(TASK STATEMENT): How many lines of the data below contain the word "every"? Give only the number.

(LISTING):
■ ■ ■

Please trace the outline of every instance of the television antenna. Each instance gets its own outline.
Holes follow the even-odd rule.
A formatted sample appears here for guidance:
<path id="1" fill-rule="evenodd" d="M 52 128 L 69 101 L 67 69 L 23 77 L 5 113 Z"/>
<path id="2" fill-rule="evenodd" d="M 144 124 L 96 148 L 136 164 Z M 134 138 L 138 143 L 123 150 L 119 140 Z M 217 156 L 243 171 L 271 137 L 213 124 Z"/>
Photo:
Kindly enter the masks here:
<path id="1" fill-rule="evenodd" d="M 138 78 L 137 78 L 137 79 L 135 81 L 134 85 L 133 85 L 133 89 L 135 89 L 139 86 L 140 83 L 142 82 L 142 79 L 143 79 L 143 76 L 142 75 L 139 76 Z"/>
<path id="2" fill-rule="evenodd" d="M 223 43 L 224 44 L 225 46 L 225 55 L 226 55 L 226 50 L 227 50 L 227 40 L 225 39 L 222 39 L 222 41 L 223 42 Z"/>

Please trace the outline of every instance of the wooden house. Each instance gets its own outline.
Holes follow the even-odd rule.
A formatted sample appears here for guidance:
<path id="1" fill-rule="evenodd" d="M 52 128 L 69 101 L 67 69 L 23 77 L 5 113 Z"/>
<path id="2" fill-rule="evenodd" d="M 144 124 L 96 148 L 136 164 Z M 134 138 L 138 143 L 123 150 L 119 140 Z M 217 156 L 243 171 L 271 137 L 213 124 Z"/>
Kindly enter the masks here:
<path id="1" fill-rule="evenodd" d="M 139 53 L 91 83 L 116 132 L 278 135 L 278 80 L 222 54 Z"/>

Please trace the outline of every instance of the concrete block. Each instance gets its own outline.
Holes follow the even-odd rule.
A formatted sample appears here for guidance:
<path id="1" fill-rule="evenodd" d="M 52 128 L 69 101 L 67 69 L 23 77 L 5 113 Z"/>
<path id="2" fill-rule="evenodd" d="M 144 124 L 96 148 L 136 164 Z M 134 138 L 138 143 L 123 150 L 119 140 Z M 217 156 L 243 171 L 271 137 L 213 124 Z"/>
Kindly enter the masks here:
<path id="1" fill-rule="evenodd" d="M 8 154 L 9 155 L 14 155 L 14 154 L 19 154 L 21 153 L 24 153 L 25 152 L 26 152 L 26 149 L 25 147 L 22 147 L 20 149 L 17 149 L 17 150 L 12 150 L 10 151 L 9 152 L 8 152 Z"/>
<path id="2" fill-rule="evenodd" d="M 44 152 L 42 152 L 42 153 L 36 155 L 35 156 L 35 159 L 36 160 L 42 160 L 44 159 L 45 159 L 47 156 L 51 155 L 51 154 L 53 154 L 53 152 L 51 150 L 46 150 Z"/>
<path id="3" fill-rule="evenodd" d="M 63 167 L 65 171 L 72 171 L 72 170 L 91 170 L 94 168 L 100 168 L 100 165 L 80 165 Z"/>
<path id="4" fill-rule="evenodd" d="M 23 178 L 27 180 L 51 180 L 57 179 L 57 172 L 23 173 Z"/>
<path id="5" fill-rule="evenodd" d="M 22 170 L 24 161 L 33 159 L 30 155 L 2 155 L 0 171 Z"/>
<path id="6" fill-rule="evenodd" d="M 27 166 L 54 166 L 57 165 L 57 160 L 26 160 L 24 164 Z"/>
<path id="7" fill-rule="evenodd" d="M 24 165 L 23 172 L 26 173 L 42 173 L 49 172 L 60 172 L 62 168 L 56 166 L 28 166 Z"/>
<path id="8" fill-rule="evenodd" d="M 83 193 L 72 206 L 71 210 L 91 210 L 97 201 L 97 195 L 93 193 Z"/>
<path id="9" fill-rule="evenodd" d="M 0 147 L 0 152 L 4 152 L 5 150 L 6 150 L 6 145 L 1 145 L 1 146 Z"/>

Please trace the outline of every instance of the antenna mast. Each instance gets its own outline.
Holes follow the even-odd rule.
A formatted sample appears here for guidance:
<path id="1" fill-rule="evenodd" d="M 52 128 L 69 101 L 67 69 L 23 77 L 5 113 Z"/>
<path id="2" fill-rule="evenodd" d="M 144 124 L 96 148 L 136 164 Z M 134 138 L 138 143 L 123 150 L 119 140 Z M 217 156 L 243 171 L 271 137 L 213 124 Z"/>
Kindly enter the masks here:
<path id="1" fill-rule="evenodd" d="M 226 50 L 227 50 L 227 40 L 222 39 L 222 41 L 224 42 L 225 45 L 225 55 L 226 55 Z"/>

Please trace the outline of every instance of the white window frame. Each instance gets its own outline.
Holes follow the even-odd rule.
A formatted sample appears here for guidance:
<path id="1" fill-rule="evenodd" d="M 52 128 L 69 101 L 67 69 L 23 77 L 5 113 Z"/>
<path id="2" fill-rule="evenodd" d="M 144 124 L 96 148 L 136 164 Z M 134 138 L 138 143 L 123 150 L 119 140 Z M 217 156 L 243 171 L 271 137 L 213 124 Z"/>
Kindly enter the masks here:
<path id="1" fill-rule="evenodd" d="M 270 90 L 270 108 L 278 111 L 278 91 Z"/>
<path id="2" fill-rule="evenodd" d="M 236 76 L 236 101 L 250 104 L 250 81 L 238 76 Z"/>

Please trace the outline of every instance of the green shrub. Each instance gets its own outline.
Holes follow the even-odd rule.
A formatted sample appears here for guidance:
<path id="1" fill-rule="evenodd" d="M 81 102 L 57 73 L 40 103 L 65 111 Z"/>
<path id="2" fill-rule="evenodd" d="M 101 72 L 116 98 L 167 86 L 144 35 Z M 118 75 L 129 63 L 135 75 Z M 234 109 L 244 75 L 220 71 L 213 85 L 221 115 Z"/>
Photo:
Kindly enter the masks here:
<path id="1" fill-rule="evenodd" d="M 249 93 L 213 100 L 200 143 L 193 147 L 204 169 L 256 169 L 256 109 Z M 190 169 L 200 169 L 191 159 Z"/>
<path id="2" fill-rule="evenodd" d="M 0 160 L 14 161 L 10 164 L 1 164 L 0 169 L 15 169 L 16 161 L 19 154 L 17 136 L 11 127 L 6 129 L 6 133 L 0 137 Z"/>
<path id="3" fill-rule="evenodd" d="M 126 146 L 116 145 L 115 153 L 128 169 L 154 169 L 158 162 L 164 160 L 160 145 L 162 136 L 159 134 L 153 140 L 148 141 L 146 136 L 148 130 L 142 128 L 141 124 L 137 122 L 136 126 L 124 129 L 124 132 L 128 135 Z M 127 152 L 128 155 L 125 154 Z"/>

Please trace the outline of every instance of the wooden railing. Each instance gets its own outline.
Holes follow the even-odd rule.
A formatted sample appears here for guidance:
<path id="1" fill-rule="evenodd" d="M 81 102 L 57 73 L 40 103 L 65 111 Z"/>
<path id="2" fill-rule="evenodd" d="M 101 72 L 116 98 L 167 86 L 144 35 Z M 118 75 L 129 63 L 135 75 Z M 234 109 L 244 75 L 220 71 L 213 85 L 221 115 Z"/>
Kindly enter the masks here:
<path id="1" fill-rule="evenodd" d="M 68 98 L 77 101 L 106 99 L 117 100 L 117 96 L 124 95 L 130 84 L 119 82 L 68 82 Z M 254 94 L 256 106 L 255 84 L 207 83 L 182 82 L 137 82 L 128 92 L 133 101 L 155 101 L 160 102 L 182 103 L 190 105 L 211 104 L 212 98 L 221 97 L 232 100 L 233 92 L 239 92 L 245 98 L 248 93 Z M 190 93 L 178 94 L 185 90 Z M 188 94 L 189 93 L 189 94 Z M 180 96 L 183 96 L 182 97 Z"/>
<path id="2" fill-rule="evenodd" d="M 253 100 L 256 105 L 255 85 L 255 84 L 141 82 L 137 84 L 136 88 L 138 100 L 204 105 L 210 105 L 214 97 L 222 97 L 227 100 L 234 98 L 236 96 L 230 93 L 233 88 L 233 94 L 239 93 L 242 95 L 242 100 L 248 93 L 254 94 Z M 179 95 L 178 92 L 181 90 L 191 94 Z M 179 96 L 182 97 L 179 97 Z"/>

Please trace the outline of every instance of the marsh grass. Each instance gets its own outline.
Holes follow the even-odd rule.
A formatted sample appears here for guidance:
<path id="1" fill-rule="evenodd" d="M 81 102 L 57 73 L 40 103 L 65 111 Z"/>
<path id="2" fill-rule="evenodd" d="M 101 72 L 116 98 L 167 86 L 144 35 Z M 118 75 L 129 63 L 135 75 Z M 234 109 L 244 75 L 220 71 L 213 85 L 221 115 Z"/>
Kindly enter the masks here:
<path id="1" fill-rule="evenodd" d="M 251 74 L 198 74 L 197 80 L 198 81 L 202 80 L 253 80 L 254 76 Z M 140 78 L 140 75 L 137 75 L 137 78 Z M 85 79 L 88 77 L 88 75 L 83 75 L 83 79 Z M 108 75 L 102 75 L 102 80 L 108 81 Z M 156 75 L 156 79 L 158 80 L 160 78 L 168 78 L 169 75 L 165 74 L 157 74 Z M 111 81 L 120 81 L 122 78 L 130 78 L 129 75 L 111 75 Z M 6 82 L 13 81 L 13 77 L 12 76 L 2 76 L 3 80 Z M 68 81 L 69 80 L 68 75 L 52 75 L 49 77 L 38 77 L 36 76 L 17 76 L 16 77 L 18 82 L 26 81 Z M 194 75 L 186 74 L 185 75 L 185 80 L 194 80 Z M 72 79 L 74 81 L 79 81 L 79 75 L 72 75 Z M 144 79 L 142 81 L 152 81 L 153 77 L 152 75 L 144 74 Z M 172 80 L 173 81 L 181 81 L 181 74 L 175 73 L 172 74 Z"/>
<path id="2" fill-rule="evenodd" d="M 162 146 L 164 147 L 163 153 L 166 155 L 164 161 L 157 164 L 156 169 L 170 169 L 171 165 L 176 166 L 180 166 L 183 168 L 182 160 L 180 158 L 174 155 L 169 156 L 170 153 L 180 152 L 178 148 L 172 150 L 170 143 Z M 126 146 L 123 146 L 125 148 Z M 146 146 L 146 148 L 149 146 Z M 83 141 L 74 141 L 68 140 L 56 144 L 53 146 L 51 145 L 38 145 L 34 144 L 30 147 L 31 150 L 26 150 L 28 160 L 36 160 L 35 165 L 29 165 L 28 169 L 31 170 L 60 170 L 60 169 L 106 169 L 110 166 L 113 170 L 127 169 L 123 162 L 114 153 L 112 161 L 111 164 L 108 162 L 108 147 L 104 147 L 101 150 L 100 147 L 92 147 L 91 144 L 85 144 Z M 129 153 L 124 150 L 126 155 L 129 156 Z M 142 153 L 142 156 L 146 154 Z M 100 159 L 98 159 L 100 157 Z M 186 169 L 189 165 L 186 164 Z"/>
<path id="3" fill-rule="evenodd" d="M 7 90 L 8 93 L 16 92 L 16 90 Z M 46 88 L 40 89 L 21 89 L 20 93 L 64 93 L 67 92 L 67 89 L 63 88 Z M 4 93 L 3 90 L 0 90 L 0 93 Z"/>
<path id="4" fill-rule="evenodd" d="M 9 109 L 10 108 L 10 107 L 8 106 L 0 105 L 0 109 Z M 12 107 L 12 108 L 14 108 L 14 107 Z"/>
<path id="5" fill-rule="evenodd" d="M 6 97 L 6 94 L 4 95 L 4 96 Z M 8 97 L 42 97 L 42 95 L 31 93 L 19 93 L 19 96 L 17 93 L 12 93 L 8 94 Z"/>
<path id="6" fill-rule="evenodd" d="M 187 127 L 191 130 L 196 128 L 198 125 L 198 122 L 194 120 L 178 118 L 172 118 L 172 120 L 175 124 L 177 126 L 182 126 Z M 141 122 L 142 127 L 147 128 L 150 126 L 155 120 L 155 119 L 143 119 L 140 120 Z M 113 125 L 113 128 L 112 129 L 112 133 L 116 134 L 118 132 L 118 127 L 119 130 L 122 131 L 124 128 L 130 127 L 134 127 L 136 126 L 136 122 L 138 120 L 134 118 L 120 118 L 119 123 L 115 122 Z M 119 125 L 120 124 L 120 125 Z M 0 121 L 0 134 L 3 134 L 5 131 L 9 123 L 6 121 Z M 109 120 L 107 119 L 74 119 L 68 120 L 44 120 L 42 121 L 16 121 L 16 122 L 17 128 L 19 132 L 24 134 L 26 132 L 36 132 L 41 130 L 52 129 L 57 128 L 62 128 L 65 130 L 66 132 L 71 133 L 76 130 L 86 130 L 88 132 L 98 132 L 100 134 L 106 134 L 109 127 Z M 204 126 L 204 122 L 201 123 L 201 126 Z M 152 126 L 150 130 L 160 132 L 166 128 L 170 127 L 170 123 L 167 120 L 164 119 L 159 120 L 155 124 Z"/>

■ ■ ■

(RIGHT ANSWER): 8